Task to carry out
The response should consist of the data below, copied exactly, with no pictures in it.

The data Block Start

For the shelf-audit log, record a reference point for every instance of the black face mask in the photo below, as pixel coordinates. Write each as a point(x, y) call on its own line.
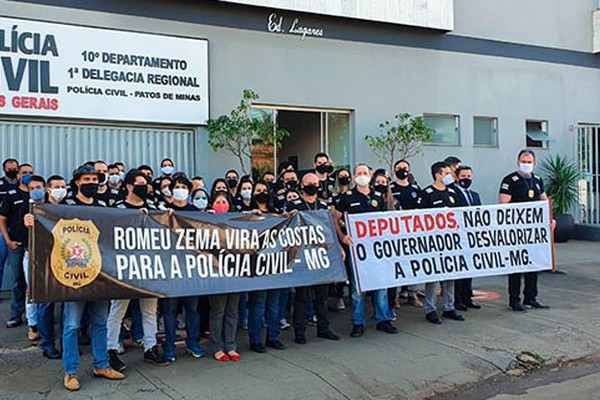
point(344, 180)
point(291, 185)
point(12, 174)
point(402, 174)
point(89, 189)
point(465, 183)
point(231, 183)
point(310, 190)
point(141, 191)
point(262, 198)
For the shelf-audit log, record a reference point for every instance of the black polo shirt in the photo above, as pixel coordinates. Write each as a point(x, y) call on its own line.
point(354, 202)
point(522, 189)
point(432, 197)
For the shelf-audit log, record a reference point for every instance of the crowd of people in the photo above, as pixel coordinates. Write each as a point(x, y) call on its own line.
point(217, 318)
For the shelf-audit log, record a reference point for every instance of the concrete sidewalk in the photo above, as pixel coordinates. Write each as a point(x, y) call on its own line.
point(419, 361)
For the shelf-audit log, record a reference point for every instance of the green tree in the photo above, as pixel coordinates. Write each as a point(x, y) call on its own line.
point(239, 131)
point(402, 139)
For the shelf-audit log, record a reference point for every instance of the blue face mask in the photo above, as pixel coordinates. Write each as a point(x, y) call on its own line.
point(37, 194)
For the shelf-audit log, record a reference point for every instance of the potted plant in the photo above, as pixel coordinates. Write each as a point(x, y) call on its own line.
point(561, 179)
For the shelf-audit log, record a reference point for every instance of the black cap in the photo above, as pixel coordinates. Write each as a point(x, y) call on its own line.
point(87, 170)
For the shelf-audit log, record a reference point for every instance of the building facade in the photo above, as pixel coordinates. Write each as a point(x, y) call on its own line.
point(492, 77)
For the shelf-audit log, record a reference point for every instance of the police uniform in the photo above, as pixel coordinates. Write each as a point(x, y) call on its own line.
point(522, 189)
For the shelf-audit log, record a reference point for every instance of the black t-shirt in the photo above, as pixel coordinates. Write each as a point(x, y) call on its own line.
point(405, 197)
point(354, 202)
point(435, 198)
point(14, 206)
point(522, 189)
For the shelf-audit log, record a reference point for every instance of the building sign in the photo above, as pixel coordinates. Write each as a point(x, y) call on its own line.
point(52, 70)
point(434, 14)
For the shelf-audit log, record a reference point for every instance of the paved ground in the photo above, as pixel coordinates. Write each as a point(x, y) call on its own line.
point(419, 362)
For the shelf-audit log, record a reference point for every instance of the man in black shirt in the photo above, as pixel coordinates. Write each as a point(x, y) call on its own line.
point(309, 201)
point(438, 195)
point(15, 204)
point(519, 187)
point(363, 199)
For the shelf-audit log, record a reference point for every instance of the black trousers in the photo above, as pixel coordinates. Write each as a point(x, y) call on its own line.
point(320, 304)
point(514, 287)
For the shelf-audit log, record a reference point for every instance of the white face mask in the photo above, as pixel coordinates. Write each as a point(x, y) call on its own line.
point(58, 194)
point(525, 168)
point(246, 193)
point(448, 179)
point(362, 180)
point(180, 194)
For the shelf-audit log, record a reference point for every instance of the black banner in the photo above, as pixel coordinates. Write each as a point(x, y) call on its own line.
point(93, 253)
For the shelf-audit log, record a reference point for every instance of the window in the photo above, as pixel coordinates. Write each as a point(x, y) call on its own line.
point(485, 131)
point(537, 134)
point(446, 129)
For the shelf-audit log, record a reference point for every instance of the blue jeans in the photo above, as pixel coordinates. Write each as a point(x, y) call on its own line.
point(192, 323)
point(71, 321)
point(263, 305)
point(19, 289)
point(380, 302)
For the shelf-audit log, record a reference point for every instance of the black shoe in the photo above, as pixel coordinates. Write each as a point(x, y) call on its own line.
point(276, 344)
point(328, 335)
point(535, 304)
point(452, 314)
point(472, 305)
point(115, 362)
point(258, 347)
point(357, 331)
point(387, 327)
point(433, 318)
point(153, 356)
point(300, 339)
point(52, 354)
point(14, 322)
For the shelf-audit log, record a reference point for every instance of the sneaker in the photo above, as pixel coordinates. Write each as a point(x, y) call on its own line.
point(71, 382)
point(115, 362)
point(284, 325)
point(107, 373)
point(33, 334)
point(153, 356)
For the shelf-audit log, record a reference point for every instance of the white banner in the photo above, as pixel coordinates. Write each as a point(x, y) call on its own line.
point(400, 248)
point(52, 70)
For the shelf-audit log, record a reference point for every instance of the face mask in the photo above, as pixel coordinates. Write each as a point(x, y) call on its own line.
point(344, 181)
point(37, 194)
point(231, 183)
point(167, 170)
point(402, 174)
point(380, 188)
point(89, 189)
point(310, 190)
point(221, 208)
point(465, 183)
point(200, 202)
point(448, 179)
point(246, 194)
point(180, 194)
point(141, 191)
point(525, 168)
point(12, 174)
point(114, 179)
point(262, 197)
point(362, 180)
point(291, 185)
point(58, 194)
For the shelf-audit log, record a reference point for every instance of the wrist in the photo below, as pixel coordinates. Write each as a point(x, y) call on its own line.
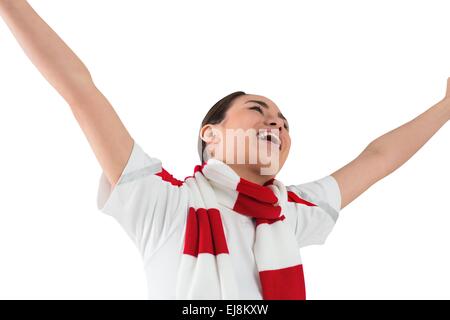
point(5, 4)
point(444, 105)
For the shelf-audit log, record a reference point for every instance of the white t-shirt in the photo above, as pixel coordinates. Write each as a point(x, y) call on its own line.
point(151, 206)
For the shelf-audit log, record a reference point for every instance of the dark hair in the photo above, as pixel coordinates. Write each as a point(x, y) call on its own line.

The data Block End

Exercise result
For the shelf-audit log, record a reference point for every instance of the black face mask in the photo below, as pixel coordinates. Write each as a point(x, y) call on its own line.
point(344, 180)
point(291, 185)
point(12, 174)
point(402, 174)
point(89, 189)
point(465, 183)
point(231, 183)
point(310, 190)
point(141, 191)
point(262, 198)
For the shelf-audit log, record a reference point for every instance of the black polo shirt in the photo above, as pixel coordinates. Write each as a point(x, y) call on its own line.
point(354, 202)
point(522, 189)
point(432, 197)
For the shelf-audit log, record a reference point for every instance of the crowd of people in the photo above, as pixel coordinates. Write each as a point(x, y) call on its own line.
point(217, 318)
For the shelf-audit log, record a reference point for every instance of the concrete sidewalk in the photo above, as pixel coordinates. Write each as a point(x, y) call on its own line.
point(419, 361)
For the shelf-audit log, record a reference point for every instance of the green tree in the photo above, as pixel coordinates. Write each as a point(x, y) call on its own line.
point(239, 131)
point(402, 139)
For the shelf-audit log, record a reference point for every instance of the blue face mask in the photo above, as pixel coordinates. Write each as a point(x, y) call on its own line.
point(37, 194)
For the shelf-audit log, record a reference point for every instance of the potted plant in the photo above, as pixel coordinates. Write each as a point(x, y) call on its own line.
point(561, 179)
For the shelf-audit log, record a reference point for every instance of the black cap in the photo above, as pixel coordinates. Write each as a point(x, y) call on its own line.
point(87, 170)
For the shelf-audit log, record a reference point for every instance of the building facade in the photo above, as pixel coordinates. Write each as a point(x, y) call on its own line.
point(492, 77)
For the shelf-audit log, record a reference point for every instance of the police uniform in the photo above, as pixel coordinates. Write each as a point(x, y) call on its own line.
point(522, 189)
For the shelf-audit log, record a reference point for every instance of the black t-shirt in the photo above, as pixel coordinates. Write each as a point(x, y) call on its own line.
point(405, 197)
point(354, 202)
point(435, 198)
point(14, 206)
point(522, 189)
For the shelf-audit log, record a reference point for every instance of the building sign in the photo above, as pixel coordinates. Write each as a point(x, y) call on its own line.
point(52, 70)
point(434, 14)
For the shelf-audit log, record a reference point for every instance of the paved ground in the photo above, as pixel coordinates. Write each as a point(x, y) call on its own line.
point(419, 362)
For the shelf-audit log, record a reference point for every instance of the man in black shirt in the photo above, as pixel coordinates. Write each as a point(x, y) call on its own line.
point(309, 201)
point(438, 195)
point(15, 204)
point(519, 187)
point(363, 199)
For the shelf-audit log, record a reference point for every instance of the black trousers in the photo above, as pixel coordinates. Write each as a point(x, y) call on its own line.
point(320, 304)
point(514, 287)
For the shelf-audit log, record a reference point for every instance of the white face mask in the photo above, as pixel coordinates. Write each as a point(x, y) call on its own line.
point(58, 194)
point(525, 168)
point(246, 193)
point(448, 179)
point(362, 180)
point(180, 194)
For the shelf-audit log, record a reference point for every instance of the black banner in the photo above, as pixel coordinates. Write each as a point(x, y) call on its own line.
point(93, 253)
For the shelf-audit log, record a reference point for every instance of the window in the photo above, as pixel coordinates. Write each as a point(x, y) call on its own line.
point(485, 131)
point(537, 134)
point(446, 129)
For the shelf-audit log, record a reference point for every instance of the blue jeans in the photo above, as pixel coordinates. Write each as a point(x, y) call on its own line.
point(192, 323)
point(71, 321)
point(263, 305)
point(19, 289)
point(380, 302)
For the shelf-audit log, record a reference point for every instance of the black shoe in the photo above, as pixel coordinates. Write each as a point(x, y) call on its own line.
point(276, 344)
point(328, 335)
point(535, 304)
point(452, 314)
point(472, 305)
point(115, 362)
point(258, 347)
point(357, 331)
point(387, 327)
point(433, 318)
point(153, 356)
point(300, 339)
point(52, 354)
point(14, 322)
For the shelf-audit log, record a reference point for every instance of the sneaker in the photo above, as pixel coordinates. Write each as a point(x, y) call on its own line.
point(71, 382)
point(115, 362)
point(284, 325)
point(107, 373)
point(33, 334)
point(153, 356)
For the shelf-audit log, record a reference point for every instance of the white banner in the photo above, as pixel coordinates. Write each as a point(x, y) call on its own line.
point(400, 248)
point(52, 70)
For the shelf-audit log, record a reference point for every instance of the face mask in the photo above, as pixel coordinates. Write each as a point(x, y) call on its own line.
point(344, 181)
point(37, 194)
point(231, 183)
point(167, 170)
point(402, 174)
point(380, 188)
point(89, 189)
point(310, 190)
point(221, 208)
point(465, 183)
point(200, 202)
point(448, 179)
point(246, 194)
point(180, 194)
point(141, 191)
point(525, 168)
point(12, 174)
point(114, 179)
point(262, 197)
point(362, 180)
point(291, 185)
point(58, 194)
For the shelf-audit log, record a reference point for every instance of the wrist in the photo below, as pixel coordinates. Write each as a point(x, y) call on its own line.
point(5, 4)
point(444, 105)
For the shelf-audit log, record a reference point for every instance of the white t-shirt in the photo above, as pixel coordinates. Write each as a point(x, y) call on its own line.
point(151, 206)
For the shelf-audit log, record a reference point for every instance of the dark hair in the photo above, as pixel coordinates. Write each as a point(x, y) call on its own line.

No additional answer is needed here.